▶ [Selected passage]:
Content starts
As much as the documentary will focus on Chasse, it is also about the changes Portland has experienced in his lifetime, according to Lindstrom, who thinks that it is more than incidental that Chasse’s end begins in the Pearl District.

“The gentrification plays a role in all of this,” says Lindstrom. “He was first spotted by the police on the corner of 18th and Everett, and then, in pursuit, he ended up near Blue Hour in the Pearl District, and it seems like this is a collision between the Pearl District and Old Town. What does it mean when an industrial neighborhood becomes an upscale Soho of Portland? I don’t think this would have happened 10 years ago. I think if you take gentrification out of this story, Jim is not even arrested that day and his life goes on.”

Jason Renaud, a mental health advocate and founding member of the Mental Health Association of Portland, went to high school with Chasse. Within days after Chasse’s death, Renaud’s organization was speaking with the mayor’s office about how to proceed: apologize to the family; create a committee with the community to make sure it doesn’t happen again; make crisis intervention training mandatory for all patrol officers; and fire the officers involved. All but the last request was fulfilled within a month, said Renaud said, who is working as a consultant on the film.

As Chasse’s illness progressed, Renaud saw how he lost friends and became more isolated. But Chasse maintained his independence, living in a one-room apartment and staying on medications to manage his illness. It was an existence that a man in his condition wouldn’t have had only a few decades ago, Renaud said. For Renaud, the responsibility lies squarely on the three officers involved in Chasse’s arrest, not the mental health system.

“James was an example of how the mental health system worked really well,” says Renaud. “James was really sick. And 20 or 30 years ago, James would have spent his life in an institution, heavily drugged, often restrained, away from his friends and family, away from the library he loved, the music he loved, the people he enjoyed being around. Because of our outpatient mental health system and better medication, and because of our generous housing system, Jim was able to live independently, live alone, and care for himself, which he was able to do for the most part. That would have all been gone 20 years ago without this mental health system. He was a big success. Even though he had really bad times, and when people look at the way he looked or the way he acted, they’d see someone who was very ill, he would have been much more ill without this system.”

Ultimately, Renaud thinks the movie will have an upbeat message; one that shows the response of the city to date, and what still needs to be done, including creating a sub-acute care facility that could take people in crisis.

“It’s Jim’s legacy that these things occurred. I don’t think Jim was a mental health advocate, he was not a person who spoke out about anything except his undying love of the Velvet Underground. He was a very shy, very frightened person who had a strange gift and had a hard time sharing it with people.

“Everybody in Portland knows the story of what happened to Jim,” Renaud says. “And a lot of people know, who care to know, the things that the city and the county did to make sure that what happened to Jim doesn’t happen to anybody else. Who doesn’t know is the city of Phoenix, Chicago, New York, Paris and London. We need to make this film to tell the rest of the world what happened to Jim, and what the city of Portland did to address concerns.”

Lindstrom hopes the film goes beyond words and images and prompts action.

“It can be a model of how a city reacted to this terrible tragedy,” Lindstrom says. “And also make sure that, God willing, nothing like this will happen again.”
Content ends
Stored data entries:
Content starts
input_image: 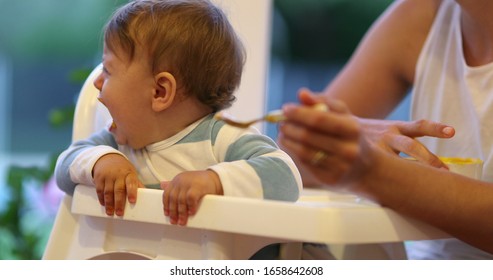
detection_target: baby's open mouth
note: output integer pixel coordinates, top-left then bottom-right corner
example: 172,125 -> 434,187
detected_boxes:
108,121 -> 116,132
Content ends
Content starts
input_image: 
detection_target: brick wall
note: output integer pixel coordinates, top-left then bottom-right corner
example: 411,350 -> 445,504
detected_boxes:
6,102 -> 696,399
Content ends
▶ [Exercise set]:
1. In the passage about the Chasse documentary, where did police first spot Chasse?
2. Copy the passage about the Chasse documentary from "As much as the" up to and including "the Pearl District.".

▶ [Results for each task]:
1. On the corner of 18th and Everett.

2.
As much as the documentary will focus on Chasse, it is also about the changes Portland has experienced in his lifetime, according to Lindstrom, who thinks that it is more than incidental that Chasse’s end begins in the Pearl District.